On Behalf of | May 1, 2017 | Blog

As you assume your role as executor of an estate, you might feel overwhelmed by responsibilities and neglect consistent communication with the beneficiaries. While you should certainly pay close attention to important duties such as taking inventory, getting appraisals and paying taxes, do not forget the crucial element of keeping beneficiaries in the loop.

Beneficiaries can easily get impatient, suspicious and even resentful during estate administration. If you fail to keep them well-informed, there could be a nasty legal battle over the estate. Below is a guide to fulfilling your responsibilities as an executor by communicating with beneficiaries.

Take the first step

As soon as you begin administering the estate, contact the beneficiaries to reduce worrying and complaining. Do not wait for them to come to you first. Try your best to reach them however you can: email, phone calls or even social media. Let them know that the will designated you the executor and that you will be collecting assets, paying taxes and distributing the estate to them. If probate proceedings are necessary, inform them of this, too, and give them an estimated timeframe. It is also a good idea to let them know if you are doing this with the help of an estate planning attorney.

▸ **WHAT THE TASK ASKS**:
Continue the blog post on executors communicating with beneficiaries, picking up after its last sentence.

Point localization data
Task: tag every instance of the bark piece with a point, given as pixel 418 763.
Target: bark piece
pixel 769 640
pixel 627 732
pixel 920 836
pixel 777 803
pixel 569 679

▸ **RESPONSE**:
Stay patient

Depending on the size of the estate, the administration and probate process can be especially time-consuming and confusing. Although you might feel frustrated with all the questions coming your way, do your best to remain calm and answer important questions. Keep beneficiaries informed of the process and answer their questions to the best of your ability. Let them know that you are keeping them in mind throughout every step and you will do everything to ensure they receive their inheritances.

If you are facing complaints or accusations from beneficiaries, it might be frustrating, but hang in there. When you make an effort to communicate effectively, you can ease their anxieties. If you need help dealing with the estate and beneficiary complaints, consult an estate planning attorney.